**YOUR TASK:**
Reproduce the rows below unchanged, starting at the line that contains "Find the building" and stopping after the line that contains "[0,383,49,406]".

**RAW RECORDS:**
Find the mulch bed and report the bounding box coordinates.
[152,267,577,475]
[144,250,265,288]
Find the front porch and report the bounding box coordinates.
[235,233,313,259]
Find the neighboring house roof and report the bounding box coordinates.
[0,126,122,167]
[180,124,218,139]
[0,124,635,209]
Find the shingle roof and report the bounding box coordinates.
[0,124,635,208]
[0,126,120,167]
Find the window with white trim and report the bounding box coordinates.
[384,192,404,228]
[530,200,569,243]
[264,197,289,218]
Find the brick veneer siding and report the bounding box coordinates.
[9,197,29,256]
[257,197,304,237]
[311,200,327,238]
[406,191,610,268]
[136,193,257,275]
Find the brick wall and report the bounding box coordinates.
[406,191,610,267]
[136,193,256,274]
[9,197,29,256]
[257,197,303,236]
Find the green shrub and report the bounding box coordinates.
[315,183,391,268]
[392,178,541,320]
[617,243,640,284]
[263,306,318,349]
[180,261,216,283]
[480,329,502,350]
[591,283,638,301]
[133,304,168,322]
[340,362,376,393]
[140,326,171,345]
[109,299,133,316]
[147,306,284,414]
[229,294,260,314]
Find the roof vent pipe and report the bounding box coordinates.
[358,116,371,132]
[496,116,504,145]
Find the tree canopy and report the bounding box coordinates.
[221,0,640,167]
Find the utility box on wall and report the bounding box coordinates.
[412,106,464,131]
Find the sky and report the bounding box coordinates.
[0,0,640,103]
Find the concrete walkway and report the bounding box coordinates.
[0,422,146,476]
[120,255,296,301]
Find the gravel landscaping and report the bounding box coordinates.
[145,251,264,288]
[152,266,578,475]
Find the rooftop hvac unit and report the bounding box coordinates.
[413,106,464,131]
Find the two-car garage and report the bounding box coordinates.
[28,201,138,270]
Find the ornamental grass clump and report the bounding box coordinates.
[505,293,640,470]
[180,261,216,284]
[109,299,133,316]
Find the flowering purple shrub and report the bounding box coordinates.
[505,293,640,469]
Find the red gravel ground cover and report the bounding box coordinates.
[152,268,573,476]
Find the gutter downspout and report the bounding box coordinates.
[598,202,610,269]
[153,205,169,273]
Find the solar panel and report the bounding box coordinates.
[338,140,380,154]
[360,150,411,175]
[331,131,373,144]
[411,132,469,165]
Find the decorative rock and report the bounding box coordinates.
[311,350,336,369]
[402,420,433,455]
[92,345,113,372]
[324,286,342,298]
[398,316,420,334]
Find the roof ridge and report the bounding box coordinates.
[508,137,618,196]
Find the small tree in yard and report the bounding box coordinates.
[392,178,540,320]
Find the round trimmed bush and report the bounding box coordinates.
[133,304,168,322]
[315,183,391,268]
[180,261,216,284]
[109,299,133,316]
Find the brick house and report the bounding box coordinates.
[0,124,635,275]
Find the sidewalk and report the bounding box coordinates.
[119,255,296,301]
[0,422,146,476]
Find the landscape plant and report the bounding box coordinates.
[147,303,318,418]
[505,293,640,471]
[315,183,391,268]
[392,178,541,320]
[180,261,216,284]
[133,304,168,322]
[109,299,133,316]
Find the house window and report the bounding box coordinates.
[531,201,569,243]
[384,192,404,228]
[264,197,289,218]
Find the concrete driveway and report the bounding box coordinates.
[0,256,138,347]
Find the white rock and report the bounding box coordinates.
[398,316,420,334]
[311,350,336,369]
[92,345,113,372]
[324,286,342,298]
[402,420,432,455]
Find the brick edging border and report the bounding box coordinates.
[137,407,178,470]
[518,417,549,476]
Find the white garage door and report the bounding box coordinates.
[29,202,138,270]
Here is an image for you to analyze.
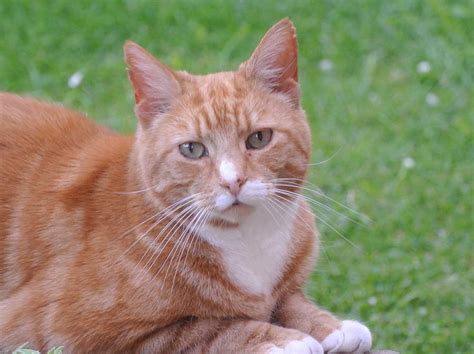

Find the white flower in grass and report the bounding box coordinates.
[416,61,431,74]
[319,59,333,71]
[402,156,416,170]
[425,92,439,106]
[367,296,377,306]
[67,71,84,88]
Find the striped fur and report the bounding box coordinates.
[0,20,370,353]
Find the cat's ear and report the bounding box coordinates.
[124,41,180,128]
[240,18,300,107]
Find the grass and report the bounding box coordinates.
[0,0,474,353]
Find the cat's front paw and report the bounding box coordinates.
[267,336,324,354]
[321,320,372,354]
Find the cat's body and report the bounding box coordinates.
[0,21,371,353]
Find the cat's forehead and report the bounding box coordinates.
[172,72,265,135]
[184,72,248,104]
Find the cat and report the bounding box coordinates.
[0,19,372,353]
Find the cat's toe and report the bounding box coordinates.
[268,337,324,354]
[321,320,372,354]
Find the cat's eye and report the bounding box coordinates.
[179,142,208,160]
[245,129,272,150]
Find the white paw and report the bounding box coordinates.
[268,337,324,354]
[321,321,372,354]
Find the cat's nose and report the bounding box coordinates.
[221,177,247,197]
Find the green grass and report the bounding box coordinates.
[0,0,474,353]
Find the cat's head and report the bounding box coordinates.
[125,19,311,223]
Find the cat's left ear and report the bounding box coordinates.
[240,18,300,108]
[124,41,181,128]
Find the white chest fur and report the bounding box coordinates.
[201,206,295,295]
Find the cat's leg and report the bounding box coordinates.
[275,292,372,353]
[131,319,323,354]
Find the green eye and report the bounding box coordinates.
[179,142,208,160]
[245,129,272,150]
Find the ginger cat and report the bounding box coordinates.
[0,19,372,353]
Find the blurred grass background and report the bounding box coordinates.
[0,0,474,353]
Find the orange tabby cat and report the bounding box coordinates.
[0,20,371,353]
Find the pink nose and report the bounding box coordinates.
[222,178,247,197]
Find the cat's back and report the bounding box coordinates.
[0,93,103,154]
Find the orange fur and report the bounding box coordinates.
[0,20,370,353]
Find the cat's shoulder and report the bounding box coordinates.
[0,92,107,145]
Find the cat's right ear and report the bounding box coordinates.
[124,41,180,128]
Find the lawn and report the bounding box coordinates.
[0,0,474,353]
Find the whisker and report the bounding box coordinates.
[270,178,370,221]
[142,204,200,278]
[119,198,200,263]
[307,146,343,166]
[274,192,362,251]
[266,184,365,226]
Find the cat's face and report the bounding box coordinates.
[126,19,311,223]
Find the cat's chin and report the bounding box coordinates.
[213,203,255,225]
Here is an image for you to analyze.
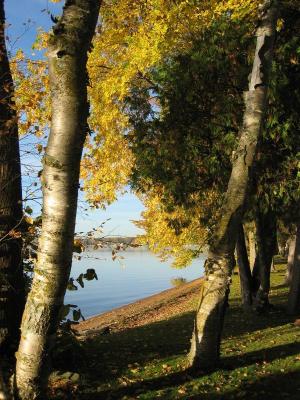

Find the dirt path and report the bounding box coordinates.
[74,279,202,337]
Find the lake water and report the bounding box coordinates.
[65,249,205,318]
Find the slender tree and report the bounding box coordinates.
[253,210,277,311]
[16,0,100,400]
[189,1,277,370]
[287,224,300,314]
[0,0,24,352]
[236,224,252,310]
[285,235,296,286]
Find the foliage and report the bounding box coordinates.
[82,0,258,206]
[48,266,300,400]
[256,5,300,223]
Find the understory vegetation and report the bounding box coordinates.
[50,265,300,400]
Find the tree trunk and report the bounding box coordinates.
[287,224,300,314]
[285,235,296,286]
[16,0,100,400]
[254,211,277,311]
[188,1,277,370]
[236,224,252,310]
[248,231,256,271]
[0,0,24,353]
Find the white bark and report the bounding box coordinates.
[16,0,100,400]
[189,1,277,370]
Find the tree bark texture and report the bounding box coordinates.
[287,224,300,314]
[285,235,296,286]
[0,0,24,353]
[188,1,277,370]
[236,224,252,310]
[253,211,277,311]
[16,0,100,400]
[248,230,256,271]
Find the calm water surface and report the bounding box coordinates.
[65,250,205,317]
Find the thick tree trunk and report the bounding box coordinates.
[253,211,277,311]
[16,0,100,400]
[287,224,300,314]
[188,1,277,370]
[285,235,296,286]
[0,0,24,353]
[236,224,252,310]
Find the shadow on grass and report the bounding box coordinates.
[82,298,300,380]
[80,344,300,400]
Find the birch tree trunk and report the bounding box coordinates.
[287,224,300,314]
[0,0,24,353]
[16,0,100,400]
[236,224,252,310]
[285,235,296,286]
[188,1,277,370]
[253,211,277,311]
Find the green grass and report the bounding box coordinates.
[51,267,300,400]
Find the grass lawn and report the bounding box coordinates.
[51,266,300,400]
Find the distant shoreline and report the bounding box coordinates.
[73,278,203,337]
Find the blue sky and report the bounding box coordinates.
[5,0,143,236]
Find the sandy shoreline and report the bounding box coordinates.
[74,278,202,337]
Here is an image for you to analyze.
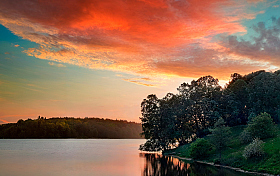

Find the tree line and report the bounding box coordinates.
[0,116,141,139]
[140,70,280,151]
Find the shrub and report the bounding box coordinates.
[243,138,264,159]
[240,129,253,144]
[190,138,213,159]
[245,112,276,139]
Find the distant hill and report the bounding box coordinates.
[0,116,142,139]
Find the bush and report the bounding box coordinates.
[240,129,253,144]
[243,138,264,159]
[245,112,276,139]
[190,138,213,159]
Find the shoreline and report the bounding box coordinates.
[165,154,275,176]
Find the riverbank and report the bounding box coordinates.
[164,126,280,176]
[168,155,274,176]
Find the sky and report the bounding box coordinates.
[0,0,280,124]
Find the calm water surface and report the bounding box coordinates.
[0,139,258,176]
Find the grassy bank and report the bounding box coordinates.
[164,125,280,175]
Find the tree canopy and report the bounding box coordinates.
[140,70,280,151]
[0,116,141,139]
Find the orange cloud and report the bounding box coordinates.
[48,62,66,67]
[0,0,272,83]
[0,119,9,124]
[123,79,156,87]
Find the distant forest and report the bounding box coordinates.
[140,70,280,151]
[0,116,142,139]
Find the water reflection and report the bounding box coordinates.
[140,153,256,176]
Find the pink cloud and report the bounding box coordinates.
[0,0,272,82]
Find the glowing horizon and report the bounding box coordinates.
[0,0,280,123]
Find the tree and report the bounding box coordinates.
[177,76,221,137]
[190,138,213,159]
[245,112,276,139]
[210,118,231,161]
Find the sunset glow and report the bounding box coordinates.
[0,0,280,123]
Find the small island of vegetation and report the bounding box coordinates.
[140,70,280,174]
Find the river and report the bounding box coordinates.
[0,139,258,176]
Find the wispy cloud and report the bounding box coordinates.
[0,0,272,81]
[221,17,280,67]
[48,62,66,67]
[123,79,156,87]
[0,119,9,124]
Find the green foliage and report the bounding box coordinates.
[140,70,280,153]
[190,138,213,159]
[0,117,141,139]
[243,138,264,159]
[240,130,253,144]
[166,125,280,175]
[210,118,231,153]
[245,113,276,139]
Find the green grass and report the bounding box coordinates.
[164,125,280,175]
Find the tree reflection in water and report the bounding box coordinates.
[140,153,256,176]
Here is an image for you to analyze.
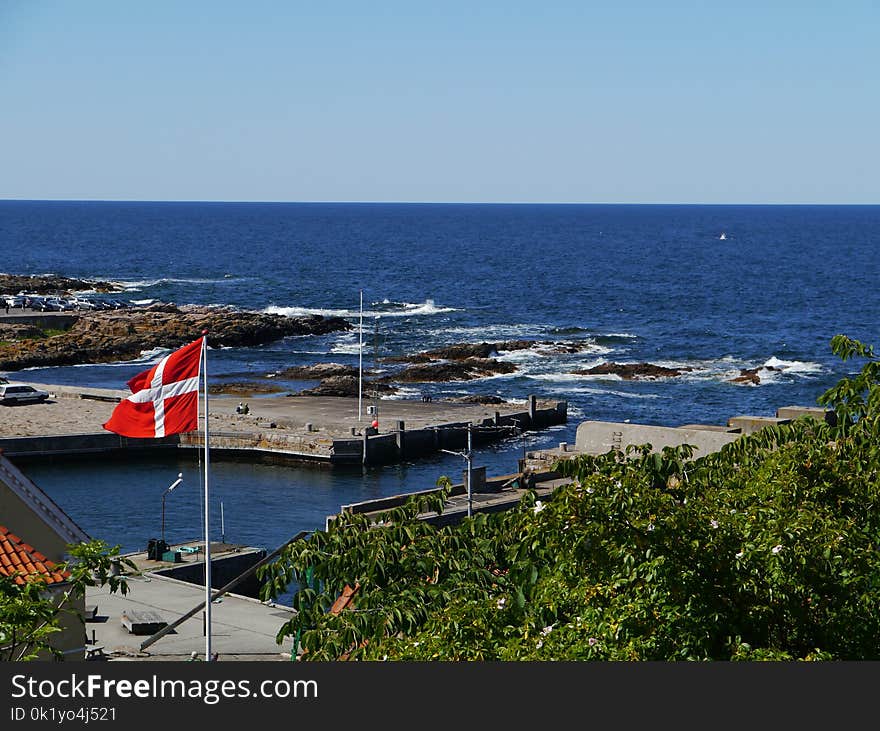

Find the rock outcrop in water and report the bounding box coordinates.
[730,366,782,386]
[572,363,693,381]
[381,358,516,383]
[382,340,546,363]
[290,376,397,398]
[0,304,352,370]
[268,363,366,381]
[0,274,122,295]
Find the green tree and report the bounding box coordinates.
[263,336,880,661]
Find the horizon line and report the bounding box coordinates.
[0,197,880,206]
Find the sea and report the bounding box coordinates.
[0,200,880,568]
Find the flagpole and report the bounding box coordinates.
[202,330,211,662]
[358,290,364,421]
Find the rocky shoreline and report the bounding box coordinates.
[0,274,122,295]
[0,304,353,371]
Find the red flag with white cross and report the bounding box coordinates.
[104,337,205,438]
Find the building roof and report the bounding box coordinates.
[0,450,91,544]
[0,525,70,584]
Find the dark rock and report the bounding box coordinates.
[0,305,352,370]
[292,376,397,398]
[269,363,358,381]
[208,381,287,396]
[446,394,506,404]
[0,274,122,295]
[381,358,516,383]
[382,340,539,363]
[0,323,46,340]
[572,363,693,381]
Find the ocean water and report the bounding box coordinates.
[0,201,880,550]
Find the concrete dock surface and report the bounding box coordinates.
[85,573,293,662]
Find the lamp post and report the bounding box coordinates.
[440,423,474,518]
[162,472,183,543]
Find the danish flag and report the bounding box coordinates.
[104,337,205,439]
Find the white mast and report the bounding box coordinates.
[358,290,364,421]
[202,331,211,662]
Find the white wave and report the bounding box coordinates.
[138,348,171,363]
[443,323,548,342]
[263,300,459,318]
[380,386,422,404]
[107,277,233,292]
[547,386,670,400]
[330,343,361,355]
[764,355,824,373]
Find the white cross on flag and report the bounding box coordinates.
[104,337,205,439]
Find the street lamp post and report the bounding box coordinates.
[440,424,474,518]
[162,472,183,543]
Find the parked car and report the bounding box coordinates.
[0,383,49,406]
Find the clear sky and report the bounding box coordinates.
[0,0,880,204]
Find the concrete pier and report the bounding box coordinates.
[0,384,568,465]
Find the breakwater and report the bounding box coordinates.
[0,396,568,465]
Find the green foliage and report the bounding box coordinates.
[0,540,135,661]
[264,336,880,661]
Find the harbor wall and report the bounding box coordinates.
[0,396,568,465]
[153,541,266,599]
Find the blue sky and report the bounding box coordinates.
[0,0,880,204]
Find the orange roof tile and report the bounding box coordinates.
[0,525,70,584]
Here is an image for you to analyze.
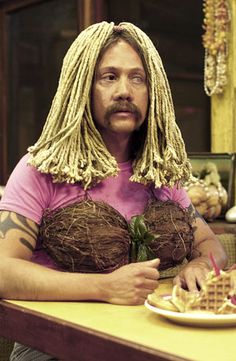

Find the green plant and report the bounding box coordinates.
[129,215,160,262]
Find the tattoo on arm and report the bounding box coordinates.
[0,211,38,251]
[20,237,34,252]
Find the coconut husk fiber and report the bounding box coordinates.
[143,200,194,270]
[39,200,131,273]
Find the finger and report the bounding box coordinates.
[185,275,202,292]
[173,275,187,288]
[143,267,160,280]
[139,258,160,268]
[144,279,159,291]
[196,270,208,288]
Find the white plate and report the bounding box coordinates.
[144,300,236,327]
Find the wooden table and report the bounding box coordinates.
[0,281,236,361]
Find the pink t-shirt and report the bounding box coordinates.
[0,154,190,267]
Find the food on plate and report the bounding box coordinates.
[148,270,236,314]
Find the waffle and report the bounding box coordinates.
[216,300,236,315]
[171,285,198,312]
[172,271,236,314]
[186,272,232,313]
[148,270,236,314]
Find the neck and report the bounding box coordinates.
[102,134,132,163]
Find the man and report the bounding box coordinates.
[0,22,226,360]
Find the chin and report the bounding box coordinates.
[110,120,140,134]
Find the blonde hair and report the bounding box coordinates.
[28,22,191,189]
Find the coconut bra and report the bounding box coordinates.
[39,199,194,273]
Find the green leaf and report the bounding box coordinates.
[137,244,147,262]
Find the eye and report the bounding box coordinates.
[101,73,116,82]
[131,74,146,84]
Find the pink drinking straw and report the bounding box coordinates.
[210,253,220,276]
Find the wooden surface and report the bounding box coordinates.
[0,281,236,361]
[208,220,236,234]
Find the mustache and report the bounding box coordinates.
[105,102,142,121]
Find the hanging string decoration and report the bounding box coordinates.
[203,0,230,96]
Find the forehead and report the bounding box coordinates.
[97,39,144,71]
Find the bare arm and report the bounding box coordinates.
[174,204,227,291]
[0,211,159,304]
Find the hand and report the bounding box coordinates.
[104,258,160,305]
[173,257,211,291]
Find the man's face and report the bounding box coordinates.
[92,40,148,136]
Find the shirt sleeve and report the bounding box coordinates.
[0,154,51,224]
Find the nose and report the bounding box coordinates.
[114,77,133,101]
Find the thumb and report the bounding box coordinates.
[141,258,160,268]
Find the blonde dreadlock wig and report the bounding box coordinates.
[28,22,191,189]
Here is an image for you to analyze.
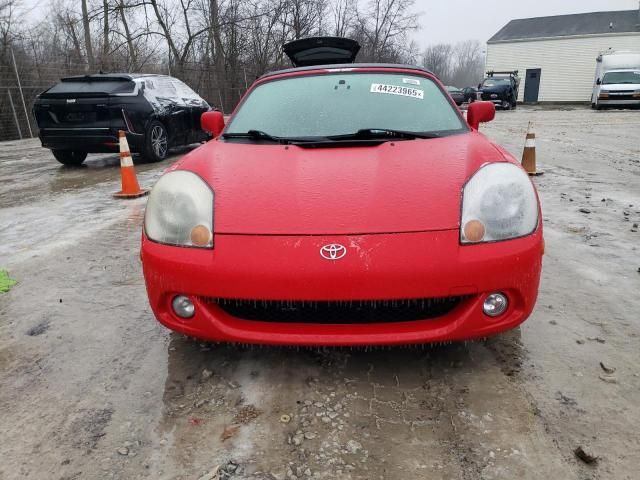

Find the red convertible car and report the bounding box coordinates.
[141,37,544,345]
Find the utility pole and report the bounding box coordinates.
[11,48,33,138]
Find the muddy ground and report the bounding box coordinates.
[0,108,640,480]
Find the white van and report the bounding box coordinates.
[591,51,640,110]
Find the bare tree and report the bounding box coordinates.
[422,43,453,83]
[81,0,96,71]
[354,0,418,62]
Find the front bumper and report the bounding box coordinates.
[141,227,543,345]
[598,96,640,107]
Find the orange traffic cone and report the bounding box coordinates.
[113,130,149,198]
[522,122,544,175]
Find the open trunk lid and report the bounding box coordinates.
[283,37,360,67]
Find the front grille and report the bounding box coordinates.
[203,296,466,324]
[602,93,640,100]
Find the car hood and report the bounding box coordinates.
[601,83,640,92]
[170,132,504,235]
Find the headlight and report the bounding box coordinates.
[144,170,213,248]
[460,163,538,243]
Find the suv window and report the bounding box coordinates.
[46,79,136,95]
[225,72,467,137]
[482,78,511,87]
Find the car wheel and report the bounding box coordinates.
[142,120,169,162]
[51,150,87,165]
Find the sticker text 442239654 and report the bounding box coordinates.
[370,83,424,99]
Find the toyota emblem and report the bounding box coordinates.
[320,243,347,260]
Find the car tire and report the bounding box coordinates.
[142,120,169,162]
[51,150,87,166]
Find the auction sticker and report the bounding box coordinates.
[370,83,424,99]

**CORRECT OUTPUT:**
Find the building roof and report the bounding box coordinates.
[0,450,91,544]
[0,525,70,584]
Find the dark rock and report the bounding box coordinates.
[0,305,352,370]
[292,376,397,398]
[269,363,358,381]
[208,381,287,396]
[446,394,506,404]
[0,274,122,295]
[381,358,516,383]
[382,340,539,363]
[0,323,46,340]
[572,363,693,381]
Find the ocean water and report the bounding box coordinates.
[0,201,880,550]
Find the concrete dock surface and report the bounding box coordinates.
[85,573,293,662]
Find the lamp post and report the bounding box coordinates.
[440,423,474,518]
[162,472,183,543]
Find the danish flag and report the bounding box coordinates.
[104,337,205,439]
Find the white mast and report the bounding box coordinates.
[358,290,364,421]
[202,331,211,662]
Find the white wave and report the bounding box coordinates.
[138,348,171,363]
[443,323,548,342]
[263,300,459,318]
[380,386,422,404]
[107,277,233,292]
[547,386,670,400]
[330,343,361,355]
[764,355,824,373]
Find the white cross on flag and report the bounding box coordinates.
[104,337,205,439]
Find the street lamp post and report the bounding box coordinates.
[440,424,474,518]
[162,472,183,543]
Find the parked car and report the bounding box coordinates.
[0,383,49,406]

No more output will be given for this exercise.